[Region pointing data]
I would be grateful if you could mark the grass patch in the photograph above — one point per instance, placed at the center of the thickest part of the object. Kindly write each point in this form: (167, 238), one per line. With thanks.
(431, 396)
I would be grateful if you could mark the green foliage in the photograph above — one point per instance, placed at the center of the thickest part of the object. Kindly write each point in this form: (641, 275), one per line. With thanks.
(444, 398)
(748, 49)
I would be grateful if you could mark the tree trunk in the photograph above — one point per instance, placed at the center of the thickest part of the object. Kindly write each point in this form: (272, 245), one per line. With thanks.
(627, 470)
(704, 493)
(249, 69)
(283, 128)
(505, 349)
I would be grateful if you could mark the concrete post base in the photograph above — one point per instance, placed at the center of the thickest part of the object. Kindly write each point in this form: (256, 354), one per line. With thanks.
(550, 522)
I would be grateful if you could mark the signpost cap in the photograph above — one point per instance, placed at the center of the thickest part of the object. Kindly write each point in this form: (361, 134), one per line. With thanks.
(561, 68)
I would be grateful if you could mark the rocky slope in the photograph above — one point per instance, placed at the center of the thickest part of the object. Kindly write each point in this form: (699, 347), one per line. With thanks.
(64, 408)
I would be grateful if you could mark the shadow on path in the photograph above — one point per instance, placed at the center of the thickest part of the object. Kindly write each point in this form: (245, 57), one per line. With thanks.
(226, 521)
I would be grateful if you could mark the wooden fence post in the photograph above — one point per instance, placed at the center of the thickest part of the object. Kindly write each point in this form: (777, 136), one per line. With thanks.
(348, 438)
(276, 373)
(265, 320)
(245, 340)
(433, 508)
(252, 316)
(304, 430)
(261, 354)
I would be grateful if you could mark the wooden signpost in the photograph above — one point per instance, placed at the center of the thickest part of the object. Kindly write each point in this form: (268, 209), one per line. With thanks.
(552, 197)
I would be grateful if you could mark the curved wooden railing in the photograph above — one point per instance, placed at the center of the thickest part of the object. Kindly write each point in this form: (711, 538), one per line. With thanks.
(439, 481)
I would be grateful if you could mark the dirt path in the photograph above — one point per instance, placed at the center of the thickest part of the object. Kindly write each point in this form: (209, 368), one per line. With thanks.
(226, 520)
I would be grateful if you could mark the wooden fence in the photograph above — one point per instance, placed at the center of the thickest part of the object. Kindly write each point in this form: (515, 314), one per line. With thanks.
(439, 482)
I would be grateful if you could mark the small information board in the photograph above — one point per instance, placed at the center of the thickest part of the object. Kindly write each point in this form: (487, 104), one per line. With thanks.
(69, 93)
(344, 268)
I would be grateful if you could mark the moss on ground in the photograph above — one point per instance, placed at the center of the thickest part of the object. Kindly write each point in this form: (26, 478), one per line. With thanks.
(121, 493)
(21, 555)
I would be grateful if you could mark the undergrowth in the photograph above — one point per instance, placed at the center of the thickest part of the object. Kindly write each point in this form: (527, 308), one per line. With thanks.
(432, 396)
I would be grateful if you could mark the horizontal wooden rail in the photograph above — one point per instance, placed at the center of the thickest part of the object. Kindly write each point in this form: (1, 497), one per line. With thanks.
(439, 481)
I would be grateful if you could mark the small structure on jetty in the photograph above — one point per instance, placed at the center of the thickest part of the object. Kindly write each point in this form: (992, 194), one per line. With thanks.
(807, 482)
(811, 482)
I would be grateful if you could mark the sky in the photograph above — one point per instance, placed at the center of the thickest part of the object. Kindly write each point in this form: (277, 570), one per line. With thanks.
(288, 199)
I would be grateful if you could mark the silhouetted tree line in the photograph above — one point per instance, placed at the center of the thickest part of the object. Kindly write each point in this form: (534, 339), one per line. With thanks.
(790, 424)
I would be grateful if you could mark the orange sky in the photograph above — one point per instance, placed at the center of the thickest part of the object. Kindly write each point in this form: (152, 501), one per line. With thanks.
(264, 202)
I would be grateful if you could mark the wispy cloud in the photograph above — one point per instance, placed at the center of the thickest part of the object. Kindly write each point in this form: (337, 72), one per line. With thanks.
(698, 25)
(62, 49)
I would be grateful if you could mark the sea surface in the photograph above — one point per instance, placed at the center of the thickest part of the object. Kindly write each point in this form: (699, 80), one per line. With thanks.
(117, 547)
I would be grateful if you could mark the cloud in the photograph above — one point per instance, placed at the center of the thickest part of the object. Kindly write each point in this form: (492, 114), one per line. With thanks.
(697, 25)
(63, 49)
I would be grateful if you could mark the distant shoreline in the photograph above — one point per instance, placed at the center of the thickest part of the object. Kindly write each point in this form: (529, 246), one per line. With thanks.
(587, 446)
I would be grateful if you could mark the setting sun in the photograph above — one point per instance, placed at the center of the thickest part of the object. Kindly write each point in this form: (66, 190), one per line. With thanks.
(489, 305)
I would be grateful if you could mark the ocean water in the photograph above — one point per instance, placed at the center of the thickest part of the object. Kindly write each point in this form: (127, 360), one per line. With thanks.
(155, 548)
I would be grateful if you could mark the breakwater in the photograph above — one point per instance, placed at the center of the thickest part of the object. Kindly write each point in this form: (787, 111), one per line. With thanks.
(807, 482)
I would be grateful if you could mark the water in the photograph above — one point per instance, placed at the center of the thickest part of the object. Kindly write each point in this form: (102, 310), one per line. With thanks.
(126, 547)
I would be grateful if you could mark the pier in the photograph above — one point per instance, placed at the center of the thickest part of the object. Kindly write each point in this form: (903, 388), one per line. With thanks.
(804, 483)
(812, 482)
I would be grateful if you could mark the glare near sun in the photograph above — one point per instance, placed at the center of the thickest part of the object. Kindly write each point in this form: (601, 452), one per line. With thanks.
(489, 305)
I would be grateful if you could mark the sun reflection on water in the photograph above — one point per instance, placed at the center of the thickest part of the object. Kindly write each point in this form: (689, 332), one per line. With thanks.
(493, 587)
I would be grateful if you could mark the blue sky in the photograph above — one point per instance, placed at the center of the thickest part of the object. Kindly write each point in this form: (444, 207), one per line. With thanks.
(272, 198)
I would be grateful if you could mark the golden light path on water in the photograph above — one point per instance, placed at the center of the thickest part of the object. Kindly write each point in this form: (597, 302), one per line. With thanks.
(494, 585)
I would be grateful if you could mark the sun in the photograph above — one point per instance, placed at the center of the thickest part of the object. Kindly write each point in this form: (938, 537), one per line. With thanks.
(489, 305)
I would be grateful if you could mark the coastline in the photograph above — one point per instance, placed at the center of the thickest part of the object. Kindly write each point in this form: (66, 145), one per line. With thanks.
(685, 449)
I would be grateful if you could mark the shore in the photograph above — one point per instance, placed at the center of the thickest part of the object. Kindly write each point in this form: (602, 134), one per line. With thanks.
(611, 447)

### TASK REQUIREMENTS
Every entry above should be retyped exactly as it appears.

### RESPONSE
I would be grateful if you could mark the grass patch in the photograph above — one point per instance, placed at the center of the thickest part of the object. Kindly write each point in this form: (167, 238), one per line. With thanks.
(431, 396)
I would be grateful if you could mark the green foliage in the photograph above — one point per instance, placed at the center of the thickest part of the object. Kindly write each point in this form: (641, 275), one per line. With thanks.
(444, 398)
(748, 49)
I would be grateful if you could mark the tree trunk in the photograph above — one point per instance, placed at the center of the thickest part of the object. Kindly write each point in this form: (272, 245), one per line. With thanks.
(627, 470)
(704, 493)
(249, 69)
(283, 128)
(505, 349)
I would be grateful if you could mark the concrete post base in the photograph above — one point per instance, placed at the center of the thickest part of the object. Kindly write each point in this form: (256, 354), one per line. With thanks.
(550, 522)
I would be grateful if you could mark the signpost cap in the photograph above — one point per instance, placed at the center of the thickest part of the object. Kindly write each point in this form: (361, 134), one per line. With thanks.
(561, 68)
I would be grateful if you could mark the rocky slope in the photograph above — one point per instance, placed at the center of the thickest part of the object. Kindly write each point in this form: (699, 347), one per line. With thanks.
(64, 408)
I would be grateful if you could mark the shadow on path in the photograph above — one point per instance, placed at the center of the thickest part of the object. Kindly write each point in this form: (245, 57), one per line. With thanks.
(226, 521)
I would be grateful if you could mark the wooden fence post in the photograph above — one point per instance, placed at the center of the thickest part of the object. Kindly write each point in this form: (777, 136), one per line. With thanks.
(348, 438)
(276, 373)
(265, 320)
(245, 340)
(433, 508)
(252, 316)
(304, 430)
(261, 354)
I would be grateful if you could mark the wooden signpost in the photograph above — one point per instance, placed at the center of the thickest part of the object. Kindly write each point in this form: (268, 209), one per line. With thanks.
(552, 197)
I would be grateful if you could mark the curved wooden railing in the photograph above — one point per instance, placed at the center of the thickest part of the object. Kindly write each point in this form: (711, 538), one per line. With thanks.
(439, 481)
I would be grateful if you could mark the dirt path in the photograph above — one point per instance, placed at the center of the thickest part of the object. Kindly write each point in this form: (209, 368), one per line. With thanks.
(226, 520)
I would be grateful if you could mark the wooden fence in the photograph above — one point per instance, placed at the center of the thickest part of the object. Kindly write each point in this form: (515, 314), one per line. With thanks.
(439, 482)
I would be grateful if you could mark the small information board in the photograph above — one point per instance, placed at the center of the thickest part of the object. Kindly write each point in this form: (487, 104), one per line. With thanks.
(69, 93)
(344, 268)
I would be grateful if you could mark the moss on ground in the photograph above — one point per instance, placed at the center of the thickest part of the object. Kindly write each point in this form: (26, 478), one per line. With thanks.
(121, 493)
(21, 555)
I would be grateful if you could mark the undergrowth in the photograph above — one point per instance, placed at the center of the thickest part of the object. Kindly write each point in this form: (527, 308), one per line. With thanks.
(432, 396)
I would be grateful if you could mark the horizontal wooden rail in the photograph above — one point per instance, placed at the center of the thickest part of the object. Kindly write each point in this form: (1, 497), one per line. With thanks.
(439, 481)
I would be grateful if you could mark the small structure on jetty in the photograph above — one point per instance, placed at the center of the thickest part of the object. Kindly write each point in this form: (992, 194), one per line. With thanks.
(807, 482)
(811, 482)
I would be grateful if you could mark the sky in the photograph above — one point per instance, placed at the center of the thickest part of the object. Kindly write each point in this form: (277, 570), one per line. With thanks.
(288, 199)
I would be grateful if you could mark the silhouetted tree line in the photograph above — one point per instance, placed at the center of the thickest part of the object. Kindly write each point in this form: (534, 339), one per line. With thanks.
(790, 424)
I would be grateful if you could mark the orange sky in the photograph above — one point per instance, placed at the center of the thickest part of the object. Kindly write each point in this form: (152, 501), one per line. With thanks.
(264, 202)
I would be grateful if you could mark the wispy cloud in the photograph above — one point per instance, placed at the center of the thickest part of the object. Kindly write each point in this form: (337, 72), one per line. With thanks.
(698, 25)
(62, 49)
I would be grateful if you could mark the sea surface in the photograph above — one point per instance, placed at the center of the thickest part of the object. Kindly write each point in this form: (699, 80), one per line. With thanks.
(117, 547)
I would be grateful if you could mark the cloud in the photograph above — one point per instance, placed at the center of the thickest part of the object. Kindly write each point in this form: (492, 114), one per line. With thanks.
(697, 25)
(63, 49)
I would be grateful if you could mark the distant shoreline in the photograph above — one point per instance, placed at the center of the thickest part of the object. Kindly write each point in this form: (529, 246), one per line. With thanks.
(587, 446)
I would be grateful if you could mark the setting sun in the photograph above — one point per instance, placed at the center of the thickest part of the object. Kindly write each point in this form: (66, 190), one per line. With thanks.
(489, 305)
I would be grateful if you could mark the ocean water in the photograph above — one point per instance, placed at the center of the thickest part of the object. Kindly write each point in this form: (127, 360), one per line. With thanks.
(155, 548)
I would be grateful if you could mark the breakwater in the photograph above — one point per instance, placed at the center of the thickest part of the object. Kindly write each point in this form: (787, 111), one per line. With thanks.
(807, 482)
I would be grateful if you could mark the water in the photograph above — one point per instance, placed at the center of the thickest part of the object. Kindly write each point in this form: (102, 310), one per line. With thanks.
(126, 547)
I would be grateful if you could mark the pier in the photograph above — one point per instance, placed at the center of the thickest part of the object. Kindly write each point in this form: (903, 388), one per line. With thanks.
(804, 483)
(812, 482)
I would be grateful if you could mark the glare near sun in the photograph above — one point per instance, placed at the center of the thickest part of the object. Kindly write each point in this form: (601, 452), one per line. With thanks.
(489, 305)
I would be grateful if you could mark the sun reflection on water in the photograph above — one point per instance, placed at the center of the thickest part of the object. Kindly write each point in this form: (689, 332), one per line. With thanks.
(493, 587)
I would be grateful if you could mark the blue sky in the photograph above — one point per instance, placed at the center of the thickest part of the object. Kindly write each point in this form: (444, 207), one per line. With thanks.
(272, 198)
I would be grateful if you could mark the golden light path on water in the photograph above — one point per instance, placed at the center of the thickest part of the object. Kindly write each point in this form: (597, 302), one per line. With thanks.
(494, 585)
I would be grateful if you could mark the sun in the photograph above — one point per instance, placed at the center of the thickest part of the object. Kindly write each point in this form: (938, 537), one per line. With thanks.
(489, 305)
I would be grateful if you could mark the coastline in the photograph above — one point per instance, placed at the center of the thickest part of the object. Kindly write each point in this form: (66, 145), one per line. With thanks.
(685, 449)
I would be grateful if you could mark the shore in the photograph above — one point per instance, placed at the center of the thickest part of the object. Kindly write each point in this form: (602, 134), one per line. With thanks.
(611, 447)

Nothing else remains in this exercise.